--- Tasks to carry out ---
1. Can you change "railing" to "fence" in the listing, starting with the line with "point: low stone wall edge" and going on through the end of the listing, and leave everything else as it is?
2. Could you carry the tribunal decision on the drain augering payment dispute forward from its last sentence?

--- Text passage ---
****

Small Claims Decisions

Decision Information

Decision Content

Date Issued: July 24, 2020

File: SC-2020-003690

Type: Small Claims

Civil Resolution Tribunal

Indexed as: Aslan Electrical, Plumbing, Gasfitting, Refrigeration & Sheetmetal Services Ltd. v. Lewko, 2020 BCCRT 823

Between:

ASLAN ELECTRICAL, PLUMBING, GASFITTING, REFRIGERATION & SHEETMETAL SERVICES LTD.

Applicant

And:

SEAN LEWKO

Respondent

REASONS FOR DECISION

Tribunal Member:

Shelley Lopez, Vice Chair

INTRODUCTION

1.      This dispute is about payment for plumbing services. The applicant, Aslan Electrical, Plumbing, Gasfitting, Refrigeration & Sheetmetal Services Ltd. (Aslan), claims $757.05, which it says the respondent, Sean Lewko, owes for drain augering services.

2.      Mr. Lewko says Aslan’s work was deficient and did not resolve the blockage. Mr. Lewko also says Aslan dirtied his home while doing the drain work. Mr. Lewko says his regular plumber later successfully augered the drain and so he should not have to pay for Aslan’s unsuccessful work.

****

--- Dataset ---
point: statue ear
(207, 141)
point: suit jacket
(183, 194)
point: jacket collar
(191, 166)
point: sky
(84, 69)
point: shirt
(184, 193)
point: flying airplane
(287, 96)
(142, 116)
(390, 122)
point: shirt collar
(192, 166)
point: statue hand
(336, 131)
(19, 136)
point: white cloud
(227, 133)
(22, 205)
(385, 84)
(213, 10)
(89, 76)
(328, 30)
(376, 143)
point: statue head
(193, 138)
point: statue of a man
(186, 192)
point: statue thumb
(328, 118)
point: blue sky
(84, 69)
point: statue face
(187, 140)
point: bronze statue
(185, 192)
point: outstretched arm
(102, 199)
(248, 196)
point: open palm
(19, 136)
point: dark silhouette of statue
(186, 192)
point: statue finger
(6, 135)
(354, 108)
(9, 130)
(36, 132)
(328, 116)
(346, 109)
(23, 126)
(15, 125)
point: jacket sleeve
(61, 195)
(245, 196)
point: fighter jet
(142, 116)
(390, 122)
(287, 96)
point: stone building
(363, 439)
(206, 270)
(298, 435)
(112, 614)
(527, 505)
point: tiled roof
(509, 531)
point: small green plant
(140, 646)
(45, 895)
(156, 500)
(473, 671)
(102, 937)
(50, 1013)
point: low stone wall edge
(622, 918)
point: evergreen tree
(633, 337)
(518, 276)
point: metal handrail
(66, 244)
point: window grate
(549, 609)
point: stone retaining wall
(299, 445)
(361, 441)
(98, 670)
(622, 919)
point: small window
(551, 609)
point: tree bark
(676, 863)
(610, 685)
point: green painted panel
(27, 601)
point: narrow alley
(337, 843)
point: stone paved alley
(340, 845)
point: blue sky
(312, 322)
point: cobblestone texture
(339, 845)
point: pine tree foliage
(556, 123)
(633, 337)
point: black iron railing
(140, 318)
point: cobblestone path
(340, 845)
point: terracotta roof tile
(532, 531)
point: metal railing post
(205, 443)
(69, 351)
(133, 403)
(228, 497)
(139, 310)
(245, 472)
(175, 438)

****

--- Response list ---
1.
point: low stone wall edge
(622, 918)
point: evergreen tree
(633, 337)
(518, 276)
point: metal handrail
(66, 244)
point: window grate
(549, 609)
point: stone retaining wall
(299, 445)
(361, 441)
(98, 670)
(622, 919)
point: small window
(551, 609)
point: tree bark
(676, 863)
(610, 685)
point: green painted panel
(27, 601)
point: narrow alley
(337, 843)
point: stone paved alley
(340, 845)
point: blue sky
(312, 322)
point: cobblestone texture
(339, 845)
point: pine tree foliage
(556, 123)
(633, 337)
point: black iron fence
(140, 318)
point: cobblestone path
(340, 845)
point: terracotta roof tile
(532, 531)
point: metal fence post
(205, 443)
(69, 351)
(133, 403)
(228, 497)
(139, 310)
(245, 472)
(175, 438)

2.
3.      Aslan is represented by an employee and Mr. Lewko is self-represented.

JURISDICTION AND PROCEDURE

4.      These are the formal written reasons of the Civil Resolution Tribunal (CRT). The CRT has jurisdiction over small claims brought under section 118 of the Civil Resolution Tribunal Act (CRTA). The CRT’s mandate is to provide dispute resolution services accessibly, quickly, economically, informally, and flexibly. In resolving disputes, the CRT must apply principles of law and fairness, and recognize any relationships between parties to a dispute that will likely continue after the dispute resolution process has ended.

5.      The CRT has discretion to decide the format of the hearing, including by writing, telephone, videoconferencing, email, or a combination of these. In the circumstances here, I find that I am properly able to assess and weigh the documentary evidence and submissions before me.

6.      The CRT may accept as evidence information that it considers relevant, necessary and appropriate, whether or not the information would be admissible in a court of law. The CRT may also ask questions of the parties and witnesses and inform itself in any other way it considers appropriate.

7.      Where permitted by section 118 of the CRTA, in resolving this dispute the CRT may: order a party to do or stop doing something, order a party to pay money, or order any other terms or conditions the tribunal considers appropriate.

ISSUE

8.      Did Aslan provide reasonably professional plumbing services, and if so, to what extent is it entitled to payment of the claimed $757.05 invoice?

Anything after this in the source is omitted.